Tra i locali più chic di Pompei c’era la termopile di Lucio Vetuzio Placido, che conservava gli incassi in una giara nascosta. Quando nel 79 d.C. accadde la tragedia, nella giara vennero ritrovate 1385 monete di bronzo, cioè 585 sesterzi, cioè più o meno 3500 euro. Questo ha molto confuso gli storici, che non si spiegavano come fosse possibile un incasso del genere. Alcuni si sono convinti fossero i risparmi dell’oste, altri hanno messo in discussione l’inflazione pompeiana. Che fossero risparmi o l’incasso della giornata, comunque, il povero Lucio Vetuzio non passò mai a ritirarli.
Un altro dettaglio della sua taverna, però, sono gli haters.
Sui muri della sua taverna sono stati rinvenuti graffiti emozionanti. Uno diretto a lui: «Magari le tue bugie ti si rivoltassero contro, oste! Vendi acqua ma bevi vino buono!». A questo ce ne sono di assai più poetici: «Vada a quel paese l’amore! Voglio spaccare le costole di Venere [la dea dell’amore, NdA] a bastonate e storpiarle i fianchi! Se lei mi può trafiggere il cuore, perché io non posso romperle la testa a bastonate?». Ancora: «Una ragazza dalla pelle bianca mi ha insegnato a odiare le brune. Io le odierò se ci riuscirò. Se non ci riuscirò, le amerò mio malgrado».

_ _ _ _

Cosa farai -
A) Quante monete di bronzo furono ritrovate nella giara, secondo il brano sulla taverna di Pompei?
B) Porta avanti il brano sulla taverna di Pompei, riprendendo subito dopo la sua ultima frase.
Le righe non hanno alcun ruolo in questo lavoro.

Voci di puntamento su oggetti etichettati
_ _ _ _

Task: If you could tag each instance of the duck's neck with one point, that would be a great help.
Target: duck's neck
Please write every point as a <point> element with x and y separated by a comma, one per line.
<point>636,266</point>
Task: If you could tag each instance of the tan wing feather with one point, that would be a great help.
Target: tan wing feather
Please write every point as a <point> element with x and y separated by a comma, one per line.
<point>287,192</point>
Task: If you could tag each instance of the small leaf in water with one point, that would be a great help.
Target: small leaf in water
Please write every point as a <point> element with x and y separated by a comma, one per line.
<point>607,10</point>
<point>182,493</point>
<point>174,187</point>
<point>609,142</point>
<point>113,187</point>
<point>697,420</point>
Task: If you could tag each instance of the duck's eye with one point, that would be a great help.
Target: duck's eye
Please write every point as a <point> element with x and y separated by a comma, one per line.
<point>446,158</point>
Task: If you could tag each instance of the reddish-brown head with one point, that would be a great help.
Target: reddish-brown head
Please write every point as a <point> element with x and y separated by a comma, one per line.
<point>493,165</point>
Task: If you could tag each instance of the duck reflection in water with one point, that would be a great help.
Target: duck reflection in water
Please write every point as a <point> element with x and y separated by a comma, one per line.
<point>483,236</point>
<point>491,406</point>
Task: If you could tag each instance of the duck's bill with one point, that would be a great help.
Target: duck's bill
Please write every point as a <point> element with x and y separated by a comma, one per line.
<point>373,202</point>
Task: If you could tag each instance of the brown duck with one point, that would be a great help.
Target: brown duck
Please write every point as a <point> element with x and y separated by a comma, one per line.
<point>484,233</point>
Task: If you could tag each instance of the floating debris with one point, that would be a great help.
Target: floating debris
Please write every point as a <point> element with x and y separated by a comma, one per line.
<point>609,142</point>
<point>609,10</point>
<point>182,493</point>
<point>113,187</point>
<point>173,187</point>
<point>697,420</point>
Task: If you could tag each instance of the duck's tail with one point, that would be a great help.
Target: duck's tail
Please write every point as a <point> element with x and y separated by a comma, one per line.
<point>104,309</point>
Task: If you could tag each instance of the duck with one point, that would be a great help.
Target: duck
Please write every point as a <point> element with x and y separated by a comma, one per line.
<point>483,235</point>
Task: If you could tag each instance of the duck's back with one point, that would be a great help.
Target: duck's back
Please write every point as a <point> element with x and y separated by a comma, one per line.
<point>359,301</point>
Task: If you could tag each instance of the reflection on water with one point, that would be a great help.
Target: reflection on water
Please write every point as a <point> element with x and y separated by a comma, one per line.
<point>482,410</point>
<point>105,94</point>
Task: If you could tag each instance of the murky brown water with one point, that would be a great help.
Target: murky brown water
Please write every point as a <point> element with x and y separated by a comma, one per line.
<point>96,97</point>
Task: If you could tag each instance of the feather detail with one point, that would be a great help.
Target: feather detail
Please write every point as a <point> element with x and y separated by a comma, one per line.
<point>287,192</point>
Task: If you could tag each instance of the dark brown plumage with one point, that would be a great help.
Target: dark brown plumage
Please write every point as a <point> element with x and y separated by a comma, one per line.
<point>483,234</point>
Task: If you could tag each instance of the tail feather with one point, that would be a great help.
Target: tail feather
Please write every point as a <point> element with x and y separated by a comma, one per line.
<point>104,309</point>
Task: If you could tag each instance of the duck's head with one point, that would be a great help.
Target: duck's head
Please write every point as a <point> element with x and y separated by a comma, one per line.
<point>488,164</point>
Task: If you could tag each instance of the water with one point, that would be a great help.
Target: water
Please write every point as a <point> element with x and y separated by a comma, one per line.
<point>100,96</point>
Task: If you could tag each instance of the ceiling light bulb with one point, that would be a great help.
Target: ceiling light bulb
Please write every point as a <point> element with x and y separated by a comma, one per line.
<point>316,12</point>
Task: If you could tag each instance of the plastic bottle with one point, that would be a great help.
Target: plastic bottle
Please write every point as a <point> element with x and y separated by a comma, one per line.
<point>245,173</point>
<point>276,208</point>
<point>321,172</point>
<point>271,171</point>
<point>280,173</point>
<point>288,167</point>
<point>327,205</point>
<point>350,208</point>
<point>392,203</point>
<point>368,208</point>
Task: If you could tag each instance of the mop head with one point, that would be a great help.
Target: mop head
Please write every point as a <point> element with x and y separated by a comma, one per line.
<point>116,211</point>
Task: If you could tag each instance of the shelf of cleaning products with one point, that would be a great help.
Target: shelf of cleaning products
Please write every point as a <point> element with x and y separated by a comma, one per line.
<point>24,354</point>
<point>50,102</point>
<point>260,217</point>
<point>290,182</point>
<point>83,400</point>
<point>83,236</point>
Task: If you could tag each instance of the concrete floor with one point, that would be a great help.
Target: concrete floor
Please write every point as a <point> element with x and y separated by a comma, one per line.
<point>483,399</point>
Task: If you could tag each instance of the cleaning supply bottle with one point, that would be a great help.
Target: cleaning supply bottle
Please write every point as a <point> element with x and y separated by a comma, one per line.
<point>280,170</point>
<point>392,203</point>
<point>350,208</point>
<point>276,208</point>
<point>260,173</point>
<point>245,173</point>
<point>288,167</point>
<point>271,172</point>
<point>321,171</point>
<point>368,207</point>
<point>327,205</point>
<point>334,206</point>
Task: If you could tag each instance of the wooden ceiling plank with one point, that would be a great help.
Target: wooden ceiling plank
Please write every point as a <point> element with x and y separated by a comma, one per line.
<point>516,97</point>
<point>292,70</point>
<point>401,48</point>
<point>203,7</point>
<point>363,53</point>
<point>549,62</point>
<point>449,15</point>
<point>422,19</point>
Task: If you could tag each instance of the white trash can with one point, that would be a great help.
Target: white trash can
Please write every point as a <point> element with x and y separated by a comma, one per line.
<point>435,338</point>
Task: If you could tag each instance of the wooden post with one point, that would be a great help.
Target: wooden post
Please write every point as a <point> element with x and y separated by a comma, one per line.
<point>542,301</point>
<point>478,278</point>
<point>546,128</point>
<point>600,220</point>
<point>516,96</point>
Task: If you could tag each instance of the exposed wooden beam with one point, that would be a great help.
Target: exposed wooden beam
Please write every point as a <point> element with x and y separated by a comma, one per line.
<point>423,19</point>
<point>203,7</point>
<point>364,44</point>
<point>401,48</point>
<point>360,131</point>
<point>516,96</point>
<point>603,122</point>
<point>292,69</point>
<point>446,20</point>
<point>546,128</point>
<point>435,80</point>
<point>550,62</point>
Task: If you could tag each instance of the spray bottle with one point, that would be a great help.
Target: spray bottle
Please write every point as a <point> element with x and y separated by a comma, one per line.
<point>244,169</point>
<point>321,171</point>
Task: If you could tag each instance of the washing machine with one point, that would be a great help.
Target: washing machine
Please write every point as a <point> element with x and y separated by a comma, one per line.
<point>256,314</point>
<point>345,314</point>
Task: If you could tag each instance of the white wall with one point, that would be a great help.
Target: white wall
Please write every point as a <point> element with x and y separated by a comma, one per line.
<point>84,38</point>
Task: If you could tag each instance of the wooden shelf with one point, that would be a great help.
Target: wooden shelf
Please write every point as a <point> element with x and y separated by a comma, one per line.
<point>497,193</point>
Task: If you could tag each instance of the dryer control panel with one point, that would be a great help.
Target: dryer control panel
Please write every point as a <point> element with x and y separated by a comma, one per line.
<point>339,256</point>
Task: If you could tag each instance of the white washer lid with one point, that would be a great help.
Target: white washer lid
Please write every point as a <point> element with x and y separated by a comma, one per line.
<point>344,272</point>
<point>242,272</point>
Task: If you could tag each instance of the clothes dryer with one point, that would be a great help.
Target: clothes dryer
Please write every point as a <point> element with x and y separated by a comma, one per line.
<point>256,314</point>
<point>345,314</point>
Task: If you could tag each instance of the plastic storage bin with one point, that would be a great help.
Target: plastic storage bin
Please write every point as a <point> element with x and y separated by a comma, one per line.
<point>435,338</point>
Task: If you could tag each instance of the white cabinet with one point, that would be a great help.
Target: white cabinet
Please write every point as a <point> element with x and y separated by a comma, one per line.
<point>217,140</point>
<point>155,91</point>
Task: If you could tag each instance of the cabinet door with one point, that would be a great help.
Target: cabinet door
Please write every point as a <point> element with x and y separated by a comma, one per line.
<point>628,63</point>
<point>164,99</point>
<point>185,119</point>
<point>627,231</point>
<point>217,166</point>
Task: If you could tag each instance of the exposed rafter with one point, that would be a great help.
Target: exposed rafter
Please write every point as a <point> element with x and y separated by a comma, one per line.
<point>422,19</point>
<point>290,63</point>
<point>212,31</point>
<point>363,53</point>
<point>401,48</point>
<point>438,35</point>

_ _ _ _

Risposte ai compiti -
A) Nella giara furono ritrovate 1385 monete di bronzo.

B)
Poi ci sono quelle dediche tipiche dei maschi frustrati, pressoché mai variate dai bagni del liceo ai muri di Pompei. Uno critica le abilità di Sabina: «Sabina, tu lo succhi, ma non sai farlo bene». Storie di corna, ma senza il nome del malcapitato: «Guarda che tua moglie lo succhia a un altro. Ora ne sei al corrente». Amorevoli dettagli d’omosessualità che ci lasciano nel dubbio se si tratta di un coming out o di una rosicata: «Qui m’inchiappetto Rufo, caro a tutti. Disperatevi pure, oh fanciulle, e a te, altera vagina, porgo il mio commiato!»
E alla fine, sopra tutte, passa finalmente il moderatore con una frase che si può postare ancora oggi in molte pagine Facebook o sui muri di qualsiasi città: «Mi meraviglio, o muro, che tu non sia crollato sotto il peso di tante idiozie.»
Buona parte di questi commenti era scritta in latino volgare, segno che gli autori erano popolani ma capaci di leggere e scrivere. Nella storia l’analfabetismo non è sempre andato in crescendo. Ai tempi di Pompei chi viveva in città aveva accesso all’istruzione, mentre gli analfabeti vivevano in campagna. E anche questo può essere un parallelismo, nelle città digitali di oggi.